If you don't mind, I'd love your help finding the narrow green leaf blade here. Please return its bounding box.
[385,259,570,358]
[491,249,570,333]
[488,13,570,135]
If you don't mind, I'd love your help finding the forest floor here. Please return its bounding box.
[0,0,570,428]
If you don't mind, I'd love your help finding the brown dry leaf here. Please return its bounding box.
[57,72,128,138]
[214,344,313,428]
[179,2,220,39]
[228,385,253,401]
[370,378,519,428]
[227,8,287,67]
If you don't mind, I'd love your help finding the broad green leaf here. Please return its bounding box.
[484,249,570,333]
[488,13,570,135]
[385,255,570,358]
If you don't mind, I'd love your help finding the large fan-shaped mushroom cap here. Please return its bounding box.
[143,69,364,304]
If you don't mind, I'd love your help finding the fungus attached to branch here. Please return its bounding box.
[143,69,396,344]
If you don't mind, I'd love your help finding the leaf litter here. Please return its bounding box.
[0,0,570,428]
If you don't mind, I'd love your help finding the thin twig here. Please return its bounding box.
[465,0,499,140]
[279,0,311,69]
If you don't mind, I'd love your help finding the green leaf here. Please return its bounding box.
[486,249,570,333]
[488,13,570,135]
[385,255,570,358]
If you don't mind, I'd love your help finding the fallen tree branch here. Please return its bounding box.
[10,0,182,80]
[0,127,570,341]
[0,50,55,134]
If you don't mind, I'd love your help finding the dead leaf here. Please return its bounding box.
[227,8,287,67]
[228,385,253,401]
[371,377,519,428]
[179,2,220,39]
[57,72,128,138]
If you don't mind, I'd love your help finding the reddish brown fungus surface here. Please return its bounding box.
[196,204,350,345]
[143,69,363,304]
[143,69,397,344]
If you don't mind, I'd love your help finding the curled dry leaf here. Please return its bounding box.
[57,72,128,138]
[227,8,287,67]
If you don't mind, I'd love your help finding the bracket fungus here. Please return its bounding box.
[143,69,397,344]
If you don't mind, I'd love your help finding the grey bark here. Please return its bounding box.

* What to produce: Can you render each line of the material above as a JSON array of strings, one string per line, with blank lines omitted?

* Completed task:
[
  "If you don't mind, I'd love your help finding the narrow green leaf blade here. Please return its bounding box.",
  "[385,259,570,358]",
  "[491,249,570,333]",
  "[488,13,570,135]",
  "If you don't mind, I'd love your help finding the forest floor here. Please return its bounding box.",
  "[0,0,570,428]",
  "If you don't mind, I'd love your help finding the brown dry leaf here. Please return its bounding box.",
  "[57,72,128,138]",
  "[214,344,313,428]",
  "[179,2,220,39]",
  "[228,385,253,401]",
  "[370,378,519,428]",
  "[227,8,287,67]",
  "If you don't mind, I'd love your help finding the broad green leaf here. Please return its bounding box.",
  "[484,249,570,333]",
  "[488,13,570,135]",
  "[385,255,570,358]",
  "If you don't mind, I'd love your help finding the large fan-shaped mushroom cap here. Please return its bounding box.",
  "[143,69,364,304]",
  "If you don't mind, I'd love your help finding the fungus attached to branch here. Please return its bounding box.",
  "[143,69,396,344]",
  "If you don't mind, I'd love your help finding the leaf litter here. Please return its bounding box.",
  "[0,0,570,428]",
  "If you don't mind, I'd love your help finding the thin twig here. Please return its bounding box.",
  "[465,0,499,140]",
  "[279,0,311,69]",
  "If you don't mind, I'd love your help finding the green leaf here. Please return its bounding box.",
  "[486,249,570,333]",
  "[488,13,570,135]",
  "[385,255,570,358]",
  "If you don't mind, I'd love your help finding the fallen tree branch here. Please return its bounding box.",
  "[10,0,182,80]",
  "[0,127,570,341]",
  "[0,50,55,134]",
  "If you don't mind, I'd love your help finding the dead leaf here. Please return its bounding box.",
  "[227,8,287,67]",
  "[228,385,253,401]",
  "[371,377,519,428]",
  "[179,2,220,39]",
  "[57,72,128,138]",
  "If you don't mind, I'd love your help finding the reddish brown fungus surface here. Please return its bounding box.",
  "[196,204,350,345]",
  "[143,69,363,304]",
  "[143,69,397,344]",
  "If you don't mind, I'd love your help finding the curled dry leaf here. Please return its bounding box.",
  "[57,72,128,138]",
  "[227,8,287,67]",
  "If you don't mind, I'd love your help finding the bracket fungus here. Please return its bounding box.",
  "[143,69,397,344]",
  "If you don't mind, I'd love your help finding the grey bark here. Please return its bounding box."
]